WRITTEN INSTRUCTION – Extract the lines of the material below word for word, starting at the line that contains "A note for the class: find the bear's snout" and ending at the line that contains "<point>67,201</point>", with both of those lines included.

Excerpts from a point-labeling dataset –

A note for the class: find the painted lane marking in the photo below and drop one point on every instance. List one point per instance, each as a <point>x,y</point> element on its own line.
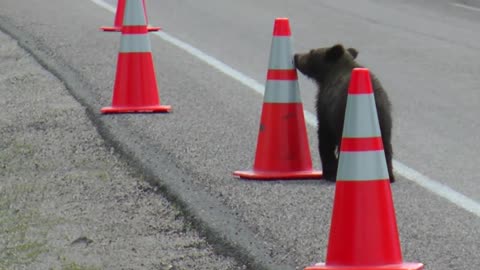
<point>433,186</point>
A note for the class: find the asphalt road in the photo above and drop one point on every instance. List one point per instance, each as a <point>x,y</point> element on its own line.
<point>426,54</point>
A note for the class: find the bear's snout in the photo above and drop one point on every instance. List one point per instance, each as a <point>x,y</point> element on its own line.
<point>295,60</point>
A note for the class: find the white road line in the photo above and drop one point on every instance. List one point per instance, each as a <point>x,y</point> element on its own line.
<point>465,6</point>
<point>434,186</point>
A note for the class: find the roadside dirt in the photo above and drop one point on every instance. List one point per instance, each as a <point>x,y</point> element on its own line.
<point>68,202</point>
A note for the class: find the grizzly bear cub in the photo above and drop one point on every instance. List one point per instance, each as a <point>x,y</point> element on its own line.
<point>331,69</point>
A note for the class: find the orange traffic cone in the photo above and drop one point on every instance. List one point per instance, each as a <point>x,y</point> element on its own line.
<point>282,147</point>
<point>119,17</point>
<point>135,88</point>
<point>363,232</point>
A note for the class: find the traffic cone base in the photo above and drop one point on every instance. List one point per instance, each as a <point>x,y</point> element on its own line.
<point>402,266</point>
<point>141,109</point>
<point>259,175</point>
<point>119,28</point>
<point>281,156</point>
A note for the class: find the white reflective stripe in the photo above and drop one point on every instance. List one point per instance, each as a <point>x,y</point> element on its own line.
<point>135,43</point>
<point>361,118</point>
<point>134,13</point>
<point>283,91</point>
<point>281,55</point>
<point>362,166</point>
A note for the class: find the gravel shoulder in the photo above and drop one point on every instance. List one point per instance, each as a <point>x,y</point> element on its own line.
<point>67,201</point>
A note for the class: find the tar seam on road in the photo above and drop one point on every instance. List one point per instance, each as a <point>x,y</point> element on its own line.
<point>434,186</point>
<point>465,6</point>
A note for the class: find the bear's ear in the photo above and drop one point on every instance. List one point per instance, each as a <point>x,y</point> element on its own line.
<point>352,52</point>
<point>335,52</point>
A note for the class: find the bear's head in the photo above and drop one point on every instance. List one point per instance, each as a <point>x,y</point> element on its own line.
<point>318,62</point>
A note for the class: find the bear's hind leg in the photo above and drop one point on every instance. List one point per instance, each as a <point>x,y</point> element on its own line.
<point>327,147</point>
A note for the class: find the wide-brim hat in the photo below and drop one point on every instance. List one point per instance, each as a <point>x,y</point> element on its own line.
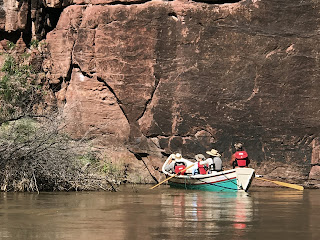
<point>199,157</point>
<point>213,152</point>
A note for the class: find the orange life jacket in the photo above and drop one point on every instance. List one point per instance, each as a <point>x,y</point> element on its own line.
<point>178,168</point>
<point>241,158</point>
<point>202,168</point>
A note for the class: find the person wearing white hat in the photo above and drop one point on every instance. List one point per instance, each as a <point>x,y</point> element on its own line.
<point>215,163</point>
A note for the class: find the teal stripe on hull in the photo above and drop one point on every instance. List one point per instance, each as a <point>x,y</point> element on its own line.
<point>225,186</point>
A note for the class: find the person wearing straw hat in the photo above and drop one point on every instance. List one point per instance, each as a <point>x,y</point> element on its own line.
<point>201,167</point>
<point>215,163</point>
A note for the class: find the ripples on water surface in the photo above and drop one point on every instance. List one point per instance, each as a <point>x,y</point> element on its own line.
<point>162,213</point>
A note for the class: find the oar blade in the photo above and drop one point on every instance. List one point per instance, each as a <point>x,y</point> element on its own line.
<point>289,185</point>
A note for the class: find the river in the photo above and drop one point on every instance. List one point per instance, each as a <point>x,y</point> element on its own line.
<point>135,212</point>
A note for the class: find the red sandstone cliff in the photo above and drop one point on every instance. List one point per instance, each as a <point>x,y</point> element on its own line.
<point>162,76</point>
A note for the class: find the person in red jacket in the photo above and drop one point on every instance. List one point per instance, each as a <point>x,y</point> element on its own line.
<point>240,157</point>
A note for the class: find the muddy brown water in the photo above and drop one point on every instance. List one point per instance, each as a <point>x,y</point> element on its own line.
<point>135,212</point>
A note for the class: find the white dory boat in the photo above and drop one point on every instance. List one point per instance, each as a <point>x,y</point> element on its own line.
<point>238,179</point>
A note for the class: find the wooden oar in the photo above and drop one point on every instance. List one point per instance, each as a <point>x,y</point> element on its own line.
<point>181,171</point>
<point>289,185</point>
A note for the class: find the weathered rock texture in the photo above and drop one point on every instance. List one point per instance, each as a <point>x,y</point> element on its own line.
<point>189,76</point>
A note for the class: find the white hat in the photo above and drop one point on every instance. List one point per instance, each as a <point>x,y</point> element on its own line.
<point>214,152</point>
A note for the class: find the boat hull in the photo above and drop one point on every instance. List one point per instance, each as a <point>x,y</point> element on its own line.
<point>224,181</point>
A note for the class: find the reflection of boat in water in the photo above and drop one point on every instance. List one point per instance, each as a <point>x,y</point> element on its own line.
<point>207,212</point>
<point>238,179</point>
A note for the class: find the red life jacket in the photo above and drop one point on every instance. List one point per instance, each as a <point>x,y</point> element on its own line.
<point>202,168</point>
<point>241,158</point>
<point>178,168</point>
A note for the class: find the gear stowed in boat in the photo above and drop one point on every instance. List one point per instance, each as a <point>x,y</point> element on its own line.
<point>180,169</point>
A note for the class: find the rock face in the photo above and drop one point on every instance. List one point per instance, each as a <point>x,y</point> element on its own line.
<point>190,76</point>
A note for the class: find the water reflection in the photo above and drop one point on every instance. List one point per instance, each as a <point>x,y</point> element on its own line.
<point>162,214</point>
<point>207,213</point>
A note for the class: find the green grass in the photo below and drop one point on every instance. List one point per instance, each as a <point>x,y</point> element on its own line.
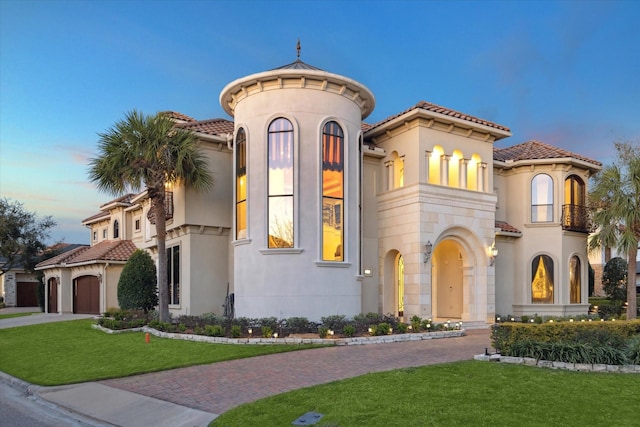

RESPONSE TO THIS EXERCISE –
A note for the class: find the bear's snout in the photo above and drop one point on every instance. List one point per instance, each as a <point>x,y</point> element on its own line.
<point>295,60</point>
A note for the class: find the white road line in the photo above and drop one point on every instance. List one point per instance, each as a <point>x,y</point> element on its own line.
<point>465,6</point>
<point>434,186</point>
A note for the class: find the roadside dirt in the photo above and drop one point on every instance. List one point per instance, each as a <point>x,y</point> element on its own line.
<point>68,202</point>
A note for the class: find the grizzly bear cub in the photo above and drop one point on every instance. List one point per instance, each as a <point>x,y</point> element on its own line.
<point>331,69</point>
A note for the class: find the orange traffic cone in the photo above and drop one point on every instance. List one point per instance, each as a <point>x,y</point> element on its own line.
<point>282,147</point>
<point>119,17</point>
<point>135,88</point>
<point>363,232</point>
A note for the class: find the traffic cone base in the photo above and drop one point on every instance. List one point per instance, each as a <point>x,y</point> element on its own line.
<point>402,266</point>
<point>141,109</point>
<point>259,175</point>
<point>119,28</point>
<point>281,156</point>
A note for the class: find the white reflective stripe in the photo above and drop one point on every instance. List one point per instance, each as a <point>x,y</point> element on its own line.
<point>135,43</point>
<point>361,118</point>
<point>134,13</point>
<point>283,91</point>
<point>281,55</point>
<point>362,166</point>
A note for the class: find the gravel shoulder in the photo above and drop one point on every instance. List one point per instance, each as a <point>x,y</point> element on its own line.
<point>67,201</point>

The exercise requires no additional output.